Exercise objective:
Your answer should repeat every line of the records below in which the word "instance" appears.

-- Opening Marker --

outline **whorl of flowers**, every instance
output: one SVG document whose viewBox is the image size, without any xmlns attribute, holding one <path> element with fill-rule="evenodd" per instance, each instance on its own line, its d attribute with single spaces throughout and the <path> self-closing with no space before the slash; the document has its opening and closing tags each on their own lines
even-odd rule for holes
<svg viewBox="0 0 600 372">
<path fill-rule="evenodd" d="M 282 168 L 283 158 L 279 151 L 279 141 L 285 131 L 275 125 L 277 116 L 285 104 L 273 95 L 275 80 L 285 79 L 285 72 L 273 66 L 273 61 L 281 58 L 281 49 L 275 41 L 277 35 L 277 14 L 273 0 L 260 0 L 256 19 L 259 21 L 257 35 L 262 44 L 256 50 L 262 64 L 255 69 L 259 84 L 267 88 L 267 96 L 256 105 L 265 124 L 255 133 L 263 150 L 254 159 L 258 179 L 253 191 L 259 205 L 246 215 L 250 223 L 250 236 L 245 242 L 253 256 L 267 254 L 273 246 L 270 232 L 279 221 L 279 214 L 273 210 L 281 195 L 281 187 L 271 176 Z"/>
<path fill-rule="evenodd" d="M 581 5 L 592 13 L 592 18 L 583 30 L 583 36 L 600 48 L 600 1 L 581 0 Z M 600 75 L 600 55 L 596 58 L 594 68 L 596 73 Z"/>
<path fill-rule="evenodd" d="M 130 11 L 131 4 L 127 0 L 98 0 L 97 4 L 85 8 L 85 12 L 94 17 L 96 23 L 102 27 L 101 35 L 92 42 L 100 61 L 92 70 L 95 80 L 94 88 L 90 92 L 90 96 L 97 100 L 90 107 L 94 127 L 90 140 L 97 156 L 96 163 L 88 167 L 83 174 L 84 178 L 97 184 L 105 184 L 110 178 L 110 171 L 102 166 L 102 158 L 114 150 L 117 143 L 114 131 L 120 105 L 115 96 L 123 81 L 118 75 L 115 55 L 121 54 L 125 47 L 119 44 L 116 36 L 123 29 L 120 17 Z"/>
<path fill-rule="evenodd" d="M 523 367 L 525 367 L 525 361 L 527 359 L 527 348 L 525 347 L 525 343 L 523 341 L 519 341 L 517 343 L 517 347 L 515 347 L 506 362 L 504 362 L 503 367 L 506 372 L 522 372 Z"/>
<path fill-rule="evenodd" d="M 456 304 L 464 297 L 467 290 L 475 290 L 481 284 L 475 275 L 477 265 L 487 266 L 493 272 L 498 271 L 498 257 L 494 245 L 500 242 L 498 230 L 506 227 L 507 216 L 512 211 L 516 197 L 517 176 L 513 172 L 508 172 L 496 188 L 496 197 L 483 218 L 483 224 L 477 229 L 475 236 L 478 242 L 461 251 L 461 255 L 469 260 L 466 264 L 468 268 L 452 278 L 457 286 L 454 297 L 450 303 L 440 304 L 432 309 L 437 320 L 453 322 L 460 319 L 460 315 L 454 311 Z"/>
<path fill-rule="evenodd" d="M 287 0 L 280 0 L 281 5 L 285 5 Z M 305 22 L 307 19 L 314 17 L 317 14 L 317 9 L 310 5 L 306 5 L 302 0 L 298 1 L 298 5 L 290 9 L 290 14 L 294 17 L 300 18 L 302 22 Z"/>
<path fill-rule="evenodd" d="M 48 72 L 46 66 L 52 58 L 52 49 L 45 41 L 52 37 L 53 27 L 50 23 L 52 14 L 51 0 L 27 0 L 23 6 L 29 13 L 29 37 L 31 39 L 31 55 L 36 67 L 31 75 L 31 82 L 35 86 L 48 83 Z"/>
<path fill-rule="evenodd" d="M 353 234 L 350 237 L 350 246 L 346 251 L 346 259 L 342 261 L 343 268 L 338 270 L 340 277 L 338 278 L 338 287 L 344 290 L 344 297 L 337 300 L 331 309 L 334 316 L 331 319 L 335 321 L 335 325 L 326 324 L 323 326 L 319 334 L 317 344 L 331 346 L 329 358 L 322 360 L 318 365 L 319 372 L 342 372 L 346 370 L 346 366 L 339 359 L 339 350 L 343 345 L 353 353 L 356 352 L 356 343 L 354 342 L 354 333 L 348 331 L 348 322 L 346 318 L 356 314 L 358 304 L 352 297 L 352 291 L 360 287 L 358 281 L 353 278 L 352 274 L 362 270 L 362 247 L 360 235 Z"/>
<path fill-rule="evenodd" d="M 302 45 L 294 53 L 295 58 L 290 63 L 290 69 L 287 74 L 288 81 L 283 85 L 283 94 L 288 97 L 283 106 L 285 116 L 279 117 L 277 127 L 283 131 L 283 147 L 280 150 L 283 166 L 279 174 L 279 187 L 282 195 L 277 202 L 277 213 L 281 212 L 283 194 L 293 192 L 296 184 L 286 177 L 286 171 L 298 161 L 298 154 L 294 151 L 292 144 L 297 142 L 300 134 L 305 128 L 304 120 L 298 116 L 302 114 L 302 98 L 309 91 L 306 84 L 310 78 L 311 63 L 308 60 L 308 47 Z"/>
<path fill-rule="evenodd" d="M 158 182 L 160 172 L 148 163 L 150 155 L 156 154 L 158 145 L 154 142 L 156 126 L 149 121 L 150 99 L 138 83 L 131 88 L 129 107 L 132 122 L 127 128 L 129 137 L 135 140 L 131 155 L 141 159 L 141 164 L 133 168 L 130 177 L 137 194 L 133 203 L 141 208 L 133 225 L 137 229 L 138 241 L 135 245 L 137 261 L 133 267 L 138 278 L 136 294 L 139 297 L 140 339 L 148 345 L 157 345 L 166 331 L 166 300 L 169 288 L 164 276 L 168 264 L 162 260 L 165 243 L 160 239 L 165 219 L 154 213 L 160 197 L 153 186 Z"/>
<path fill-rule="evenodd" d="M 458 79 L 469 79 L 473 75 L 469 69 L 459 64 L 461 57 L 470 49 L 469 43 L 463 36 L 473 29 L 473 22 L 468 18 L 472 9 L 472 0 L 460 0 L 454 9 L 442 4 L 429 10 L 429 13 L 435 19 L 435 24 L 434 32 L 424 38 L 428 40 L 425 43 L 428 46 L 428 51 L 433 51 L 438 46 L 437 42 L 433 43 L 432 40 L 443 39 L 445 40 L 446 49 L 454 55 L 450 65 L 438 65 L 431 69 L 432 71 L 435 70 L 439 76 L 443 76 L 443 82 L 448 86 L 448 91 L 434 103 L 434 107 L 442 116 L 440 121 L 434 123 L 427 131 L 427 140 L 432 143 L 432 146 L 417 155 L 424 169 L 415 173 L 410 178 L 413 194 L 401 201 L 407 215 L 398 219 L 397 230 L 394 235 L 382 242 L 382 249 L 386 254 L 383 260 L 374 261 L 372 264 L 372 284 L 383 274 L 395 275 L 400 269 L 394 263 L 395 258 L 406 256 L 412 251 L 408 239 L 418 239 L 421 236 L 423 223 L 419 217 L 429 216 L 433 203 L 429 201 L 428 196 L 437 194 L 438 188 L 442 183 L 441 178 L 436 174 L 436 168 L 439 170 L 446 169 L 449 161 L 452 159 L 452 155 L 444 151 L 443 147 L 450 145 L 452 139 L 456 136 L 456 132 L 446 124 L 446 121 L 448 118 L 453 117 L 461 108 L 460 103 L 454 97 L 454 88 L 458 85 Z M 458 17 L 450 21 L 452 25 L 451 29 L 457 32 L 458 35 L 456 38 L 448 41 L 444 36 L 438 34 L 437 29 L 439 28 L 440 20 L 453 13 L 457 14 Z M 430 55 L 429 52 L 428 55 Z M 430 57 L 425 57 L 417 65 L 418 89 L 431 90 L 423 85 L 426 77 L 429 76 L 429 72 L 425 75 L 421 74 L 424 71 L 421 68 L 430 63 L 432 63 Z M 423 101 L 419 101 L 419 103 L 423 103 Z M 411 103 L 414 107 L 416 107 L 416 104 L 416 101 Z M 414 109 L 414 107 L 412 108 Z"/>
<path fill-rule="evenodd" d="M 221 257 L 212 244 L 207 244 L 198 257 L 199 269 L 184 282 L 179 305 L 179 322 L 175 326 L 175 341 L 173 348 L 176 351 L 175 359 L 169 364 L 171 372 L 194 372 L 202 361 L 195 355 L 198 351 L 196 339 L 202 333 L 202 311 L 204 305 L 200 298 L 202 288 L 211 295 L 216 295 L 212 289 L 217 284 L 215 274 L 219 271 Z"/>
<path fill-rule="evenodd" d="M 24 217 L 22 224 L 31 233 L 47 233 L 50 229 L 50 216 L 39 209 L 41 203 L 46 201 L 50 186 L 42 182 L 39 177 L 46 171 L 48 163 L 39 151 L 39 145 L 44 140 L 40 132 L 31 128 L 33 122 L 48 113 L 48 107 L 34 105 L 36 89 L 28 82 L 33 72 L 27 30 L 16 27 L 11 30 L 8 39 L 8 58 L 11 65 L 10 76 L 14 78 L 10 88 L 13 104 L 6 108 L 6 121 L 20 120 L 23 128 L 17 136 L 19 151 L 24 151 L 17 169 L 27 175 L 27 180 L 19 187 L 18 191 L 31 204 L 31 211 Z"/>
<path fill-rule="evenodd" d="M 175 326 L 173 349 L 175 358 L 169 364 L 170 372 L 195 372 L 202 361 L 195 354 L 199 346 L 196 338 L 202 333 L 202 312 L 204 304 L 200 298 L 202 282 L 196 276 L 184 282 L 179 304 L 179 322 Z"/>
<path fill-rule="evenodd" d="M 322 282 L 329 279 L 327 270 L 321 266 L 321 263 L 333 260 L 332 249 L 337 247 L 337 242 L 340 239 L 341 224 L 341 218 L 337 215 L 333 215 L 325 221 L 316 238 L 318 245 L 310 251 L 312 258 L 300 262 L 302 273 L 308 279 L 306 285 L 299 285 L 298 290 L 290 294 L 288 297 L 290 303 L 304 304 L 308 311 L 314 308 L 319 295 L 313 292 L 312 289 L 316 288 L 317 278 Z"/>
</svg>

-- Closing Marker --

Solution to this problem:
outline **whorl of flowers**, every instance
output: one SVG document whose viewBox is the image size, without any xmlns attribute, holding one <path> element with fill-rule="evenodd" per instance, each instance on its own line, its d attribute with single spaces throughout and the <path> self-closing with no space before the slash; the document has its opening and closing tags each on their own lines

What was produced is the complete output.